Study text: Begin

Aboriginal women fighting approved uranium mining at the ‘place of death’
The Morrison government approved a controversial uranium mine in Western Australia the day before the recent federal election was called. Aboriginal women are fighting it in court and seek help with costs.
Veteran anti-nuclear activist Dave Sweeney reported on 11 May: "Environment Minister Melissa Price approved the Yeelirrie uranium mine on April 10, the day before the Prime Minister headed to Government House to call the 2019 Federal Election. Ms Price did not announce the approval via a public release. Instead, two weeks later a notice was placed on the Environment Department’s website, late in the day ahead of the Anzac Day public holiday."
"Adani, Yeelirrie and mining: Our environmental laws are broken," Sweeney comments.
To raise funds Yeelirre communities and the WA Conservation Council supporting them are inviting to a dinner with entertainment at the Food Co-op Shop, Kingley Street, Acton at 6 p.m. on Friday 14 June, entry by donation.

Study text: End
Material provided: Begin

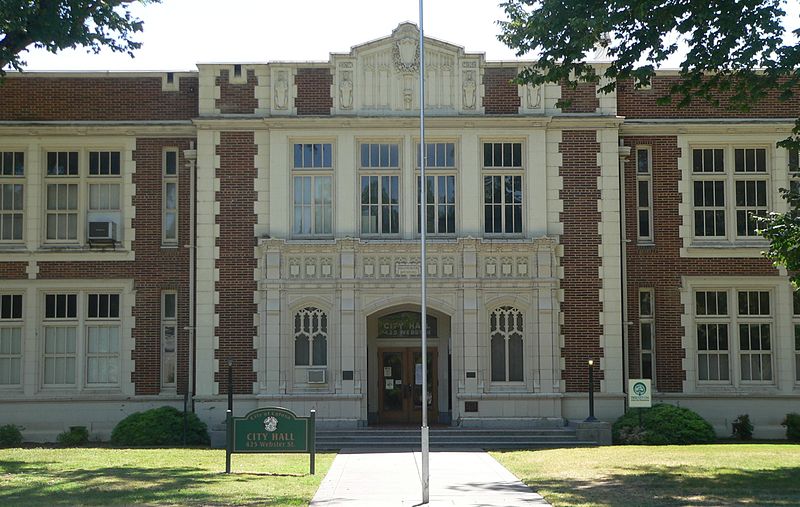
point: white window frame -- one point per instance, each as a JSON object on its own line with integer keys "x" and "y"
{"x": 8, "y": 325}
{"x": 83, "y": 181}
{"x": 729, "y": 178}
{"x": 644, "y": 177}
{"x": 647, "y": 320}
{"x": 82, "y": 324}
{"x": 438, "y": 171}
{"x": 377, "y": 169}
{"x": 167, "y": 181}
{"x": 313, "y": 172}
{"x": 504, "y": 170}
{"x": 169, "y": 321}
{"x": 9, "y": 207}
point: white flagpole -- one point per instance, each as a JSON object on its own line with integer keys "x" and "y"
{"x": 423, "y": 264}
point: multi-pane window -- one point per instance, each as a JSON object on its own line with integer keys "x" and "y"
{"x": 313, "y": 195}
{"x": 380, "y": 193}
{"x": 169, "y": 335}
{"x": 12, "y": 173}
{"x": 647, "y": 333}
{"x": 83, "y": 193}
{"x": 169, "y": 211}
{"x": 440, "y": 188}
{"x": 644, "y": 195}
{"x": 742, "y": 337}
{"x": 726, "y": 201}
{"x": 502, "y": 188}
{"x": 310, "y": 337}
{"x": 755, "y": 349}
{"x": 711, "y": 311}
{"x": 505, "y": 343}
{"x": 81, "y": 334}
{"x": 10, "y": 339}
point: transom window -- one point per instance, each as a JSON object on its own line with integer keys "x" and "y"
{"x": 505, "y": 335}
{"x": 729, "y": 188}
{"x": 310, "y": 337}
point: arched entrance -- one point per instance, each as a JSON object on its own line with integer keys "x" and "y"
{"x": 394, "y": 366}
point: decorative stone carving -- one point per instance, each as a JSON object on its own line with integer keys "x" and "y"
{"x": 469, "y": 89}
{"x": 346, "y": 90}
{"x": 406, "y": 55}
{"x": 281, "y": 91}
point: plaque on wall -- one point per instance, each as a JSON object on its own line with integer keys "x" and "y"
{"x": 405, "y": 325}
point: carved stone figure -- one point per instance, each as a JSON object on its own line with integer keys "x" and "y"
{"x": 469, "y": 89}
{"x": 346, "y": 90}
{"x": 281, "y": 91}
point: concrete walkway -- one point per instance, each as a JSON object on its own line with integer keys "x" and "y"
{"x": 381, "y": 479}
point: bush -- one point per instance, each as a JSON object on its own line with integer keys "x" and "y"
{"x": 76, "y": 435}
{"x": 159, "y": 427}
{"x": 662, "y": 425}
{"x": 742, "y": 427}
{"x": 10, "y": 435}
{"x": 792, "y": 423}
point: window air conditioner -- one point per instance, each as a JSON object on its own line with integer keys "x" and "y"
{"x": 316, "y": 376}
{"x": 105, "y": 230}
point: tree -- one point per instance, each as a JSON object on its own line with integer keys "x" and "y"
{"x": 734, "y": 48}
{"x": 59, "y": 24}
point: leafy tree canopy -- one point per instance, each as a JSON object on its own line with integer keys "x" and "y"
{"x": 737, "y": 47}
{"x": 59, "y": 24}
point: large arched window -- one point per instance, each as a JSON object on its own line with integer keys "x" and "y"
{"x": 310, "y": 337}
{"x": 505, "y": 333}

Material provided: End

List of tasks:
1/ Could you reproduce, word for word, the part of the Yeelirrie uranium mine article between "Veteran anti-nuclear activist" and "entry by donation.", inclusive?
2/ Can you pick up the article on the Yeelirrie uranium mine after its last sentence and carry it on from there?

Outputs in order:
1/
Veteran anti-nuclear activist Dave Sweeney reported on 11 May: "Environment Minister Melissa Price approved the Yeelirrie uranium mine on April 10, the day before the Prime Minister headed to Government House to call the 2019 Federal Election. Ms Price did not announce the approval via a public release. Instead, two weeks later a notice was placed on the Environment Department’s website, late in the day ahead of the Anzac Day public holiday."
"Adani, Yeelirrie and mining: Our environmental laws are broken," Sweeney comments.
To raise funds Yeelirre communities and the WA Conservation Council supporting them are inviting to a dinner with entertainment at the Food Co-op Shop, Kingley Street, Acton at 6 p.m. on Friday 14 June, entry by donation.

2/
Click here for a video in which one of the women plantiffs explains their cause.
"When governments ignore the laws that are there to protect nature and wildlife, it is up to communities to stand up and hold them to account," writes the Conservation Council WA on its website, referring to an earlier controversial approval of the Yeelirrie proposal by the previous Western Australian government.
More from the website:
Just days before the state election, while the community was fighting to stop bulldozers in the Beeliar Wetlands, the right-of-centre Liberal Barnett Government made another terrible decision with implications for the environment and communities across the state.
Ignoring appeals from Traditional Owners, thousands of community submissions, and the EPA’s own warnings of extinction, the Yeelirrie uranium project was granted approval by former Environment Minister, Albert Jacob.
This calculated decision would prevent the new Labor Government from fulfilling its election mandate to stop Yeelirrie and other uranium proposals from proceeding.
Canadian mining company Cameco is the proponent of the controversial Yeelirrie uranium mine proposal in the Northern Goldfields, on Tjiwarl Native Title lands.
Cameco plans to construct a 9km open mine pit and uranium processing plant. The project would destroy 2421 hectares of native vegetation and generate 36 million tonnes of radioactive mine waste to be stored in open pits.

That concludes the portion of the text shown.